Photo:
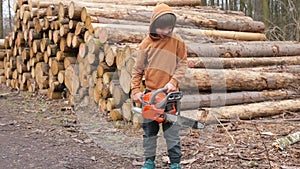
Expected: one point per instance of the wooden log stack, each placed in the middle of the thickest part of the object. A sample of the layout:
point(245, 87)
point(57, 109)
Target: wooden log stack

___

### What to produce
All lines holding the word "point" must be found in the listing and copied.

### Output of the exercise
Expected: one point per instance of the wooden log stack, each placed in the middle of the thickest part of the object. A sample of the layout:
point(245, 87)
point(57, 109)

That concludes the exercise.